=== Section Start ===

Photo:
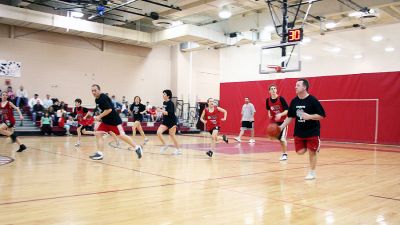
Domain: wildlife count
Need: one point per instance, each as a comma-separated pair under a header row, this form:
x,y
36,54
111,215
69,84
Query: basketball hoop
x,y
277,68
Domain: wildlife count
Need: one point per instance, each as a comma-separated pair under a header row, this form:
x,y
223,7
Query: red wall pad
x,y
359,107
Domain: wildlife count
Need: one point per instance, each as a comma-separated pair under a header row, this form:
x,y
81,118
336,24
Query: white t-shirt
x,y
47,103
248,111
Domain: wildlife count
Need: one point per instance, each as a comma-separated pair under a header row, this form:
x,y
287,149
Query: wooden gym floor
x,y
54,183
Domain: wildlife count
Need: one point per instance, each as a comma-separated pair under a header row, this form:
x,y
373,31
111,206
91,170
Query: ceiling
x,y
247,15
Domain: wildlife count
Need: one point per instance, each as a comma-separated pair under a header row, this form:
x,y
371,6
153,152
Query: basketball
x,y
273,130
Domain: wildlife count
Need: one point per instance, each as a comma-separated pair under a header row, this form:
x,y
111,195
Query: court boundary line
x,y
108,164
377,196
8,162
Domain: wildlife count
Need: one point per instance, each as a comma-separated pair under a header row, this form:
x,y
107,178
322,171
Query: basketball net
x,y
277,68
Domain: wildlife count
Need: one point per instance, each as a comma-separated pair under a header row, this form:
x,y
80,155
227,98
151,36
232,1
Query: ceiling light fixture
x,y
76,14
330,25
225,12
389,49
377,38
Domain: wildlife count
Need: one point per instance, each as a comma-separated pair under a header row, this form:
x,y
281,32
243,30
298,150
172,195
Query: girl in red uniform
x,y
8,121
211,117
277,111
85,122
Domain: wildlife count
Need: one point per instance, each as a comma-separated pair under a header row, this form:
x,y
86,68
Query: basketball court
x,y
224,50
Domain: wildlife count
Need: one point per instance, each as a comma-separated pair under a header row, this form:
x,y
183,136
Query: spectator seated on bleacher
x,y
10,94
48,102
37,111
33,101
22,97
46,123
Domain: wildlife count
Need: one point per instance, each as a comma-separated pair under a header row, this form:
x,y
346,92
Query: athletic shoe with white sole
x,y
139,151
177,152
310,176
225,138
283,157
163,149
97,156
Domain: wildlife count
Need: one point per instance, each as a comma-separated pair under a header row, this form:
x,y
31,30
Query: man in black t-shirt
x,y
137,109
308,111
169,122
277,110
110,123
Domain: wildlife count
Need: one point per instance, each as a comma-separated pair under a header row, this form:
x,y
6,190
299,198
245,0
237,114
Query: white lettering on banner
x,y
10,68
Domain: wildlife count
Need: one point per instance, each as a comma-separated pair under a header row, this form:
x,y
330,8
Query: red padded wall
x,y
346,121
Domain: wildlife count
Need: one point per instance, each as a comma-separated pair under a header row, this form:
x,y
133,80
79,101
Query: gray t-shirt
x,y
248,111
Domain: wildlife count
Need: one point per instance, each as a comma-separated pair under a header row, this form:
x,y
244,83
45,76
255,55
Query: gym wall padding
x,y
351,120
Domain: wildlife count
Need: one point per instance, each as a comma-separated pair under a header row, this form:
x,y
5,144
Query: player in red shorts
x,y
211,117
110,123
8,121
85,125
308,111
277,111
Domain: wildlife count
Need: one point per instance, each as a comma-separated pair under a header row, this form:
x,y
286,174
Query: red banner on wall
x,y
359,107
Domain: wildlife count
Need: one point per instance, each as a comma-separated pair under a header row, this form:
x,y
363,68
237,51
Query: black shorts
x,y
247,125
8,123
169,124
214,128
283,134
140,119
87,128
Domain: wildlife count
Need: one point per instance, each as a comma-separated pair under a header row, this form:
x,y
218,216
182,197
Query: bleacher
x,y
28,128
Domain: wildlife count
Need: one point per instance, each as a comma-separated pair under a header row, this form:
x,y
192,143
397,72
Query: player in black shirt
x,y
110,122
169,122
137,109
308,111
277,110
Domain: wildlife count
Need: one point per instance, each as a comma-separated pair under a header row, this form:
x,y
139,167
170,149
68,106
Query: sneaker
x,y
177,152
163,149
283,157
139,151
97,156
21,148
310,176
225,138
13,138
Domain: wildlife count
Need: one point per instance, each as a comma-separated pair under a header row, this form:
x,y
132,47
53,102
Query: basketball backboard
x,y
280,58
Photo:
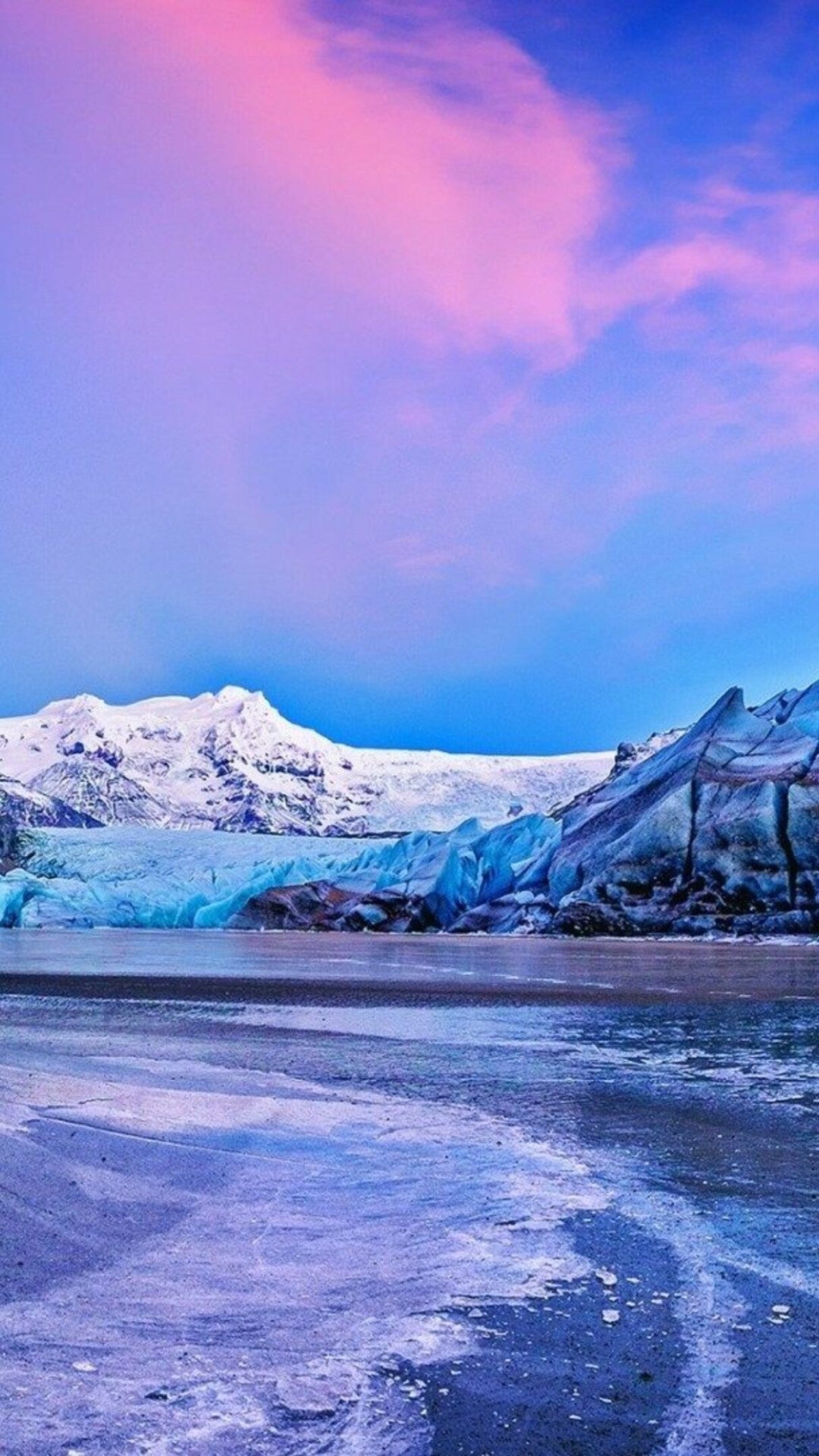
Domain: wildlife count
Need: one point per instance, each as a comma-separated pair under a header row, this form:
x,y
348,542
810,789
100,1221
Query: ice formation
x,y
716,830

=== Section End ===

■ **What to produce**: Repeat the listing above word for word, omitting the pictures.

■ **Expected answer**:
Photo:
Domain: wildlife count
Need: one point per instance, each as a comma-separated pair under a header row, this form:
x,y
36,54
111,215
69,84
Query: basketball hoop
x,y
277,68
Domain: wildlife count
Need: one point per instance, each as a comma-separated pair under a header row, this form:
x,y
223,7
Query: red wall pad
x,y
359,107
Domain: wildlife count
Need: one point per instance, each as a comma-separated pair under a header row, this form:
x,y
81,118
336,24
Query: white t-shirt
x,y
47,103
248,111
Domain: wildlife count
Need: one point per instance, each as a comma-separated pair under a header row, this form:
x,y
287,149
Query: wooden gym floor
x,y
54,183
Domain: wildlife count
Need: one point per instance, each as a comma-separated pair under a header row, this form:
x,y
373,31
111,206
91,170
Query: ceiling
x,y
247,15
Domain: wildlife count
Need: one point per instance, each as a comma-separated pair under a header row, this form:
x,y
371,6
153,152
Query: basketball
x,y
273,130
Domain: wildlife count
Need: one point per instance, each as a comma-separated pair under a header row, this form:
x,y
111,195
Query: court boundary line
x,y
108,164
377,196
8,162
Domain: wildlife count
Need: one point per instance, each as a comma-separated pair under a header row, this form:
x,y
107,178
322,171
Query: basketball net
x,y
277,68
Domain: wildlife count
Need: one point per instance, each as a comma-separated pair under a header row, this form:
x,y
80,155
227,98
151,36
232,1
Query: ceiling light fixture
x,y
76,14
330,25
225,12
389,49
377,38
Domain: wildlife count
Need: one point per instance, each as a comma-separated pair under a header row, this form:
x,y
281,32
243,30
298,150
172,195
Query: girl in red uniform
x,y
8,121
211,117
277,111
85,122
Domain: wildlife count
Need: one point per instance, each as a comma-separated pair under a header row, this form:
x,y
86,68
Query: basketball court
x,y
224,50
Domain: wildlife count
Need: one point per instance, each as a comma-separated pair under a header row, this form:
x,y
183,136
Query: spectator seated on bleacher
x,y
10,94
48,102
37,111
33,101
22,97
46,123
Domain: wildlife count
Need: one point per instance, each as a comma-separated pair under a header row, this form:
x,y
346,92
Query: athletic shoe with white sole
x,y
139,151
177,152
310,176
225,138
283,157
163,149
97,156
Domain: wildlife count
Need: one point per instance, each as a comma-separated pair under a header row, this form:
x,y
31,30
Query: man in black t-shirt
x,y
137,109
308,111
169,122
277,110
110,123
Domain: wildlife count
Need: one point per instance, each as a comma-separated pair under a header row, this form:
x,y
6,190
299,198
245,0
237,114
Query: white lettering on banner
x,y
10,68
Domain: wildlife count
Need: one point per instance, each as a comma-separated pair under a header row, this form:
x,y
330,8
Query: red padded wall
x,y
346,121
Domain: wildlife count
Need: one point per instance, each as a comma-separated pair under a header row, this form:
x,y
133,80
79,101
Query: gray t-shirt
x,y
248,111
Domain: wildlife count
Need: one point per instance, each as a comma-separated pair under a header row, this form:
x,y
244,83
45,76
255,55
Query: gym wall padding
x,y
351,120
Domain: wildlife count
Need: one point per instance, each as a comma-separated pair under a header row, this form:
x,y
5,144
Query: player in red shorts
x,y
211,117
110,123
8,121
85,125
308,111
277,111
Domain: wildlife count
Need: one point per instance, each as a comma-separated pair under a header row, this form:
x,y
286,174
Query: red banner on wall
x,y
359,107
Domain: wildlife count
Need: one point per instance, each as a comma-separated pair under a header row, this form:
x,y
363,68
237,51
Query: black shorts
x,y
247,125
8,123
169,124
214,128
283,134
140,119
87,128
Domain: wildlife count
Need: one point per instance, each as a comma-separated pair under a header row, this form:
x,y
218,216
182,197
Query: bleacher
x,y
28,128
Domain: wildlife count
Need: one point per instance, each as a comma-separated pair under a header row, this form:
x,y
192,143
397,72
Query: player in black shirt
x,y
110,122
169,122
137,109
308,111
277,110
Domain: wildlife count
Need: one point per instance, each as a comma-separated pair under a header row, this form:
x,y
139,167
170,149
68,106
Query: sneaker
x,y
177,152
163,149
283,157
139,151
97,156
21,148
310,176
225,138
13,138
Domain: wildlife count
Need: one point per instance, each as a comma-separated pair under a header row, this form:
x,y
132,47
53,102
Query: basketball backboard
x,y
280,58
Photo:
Domain: wildlife count
Need: one point per instance, each as a comma-separated pair under a header row, this form:
x,y
348,542
810,789
100,1221
Query: ice formation
x,y
716,830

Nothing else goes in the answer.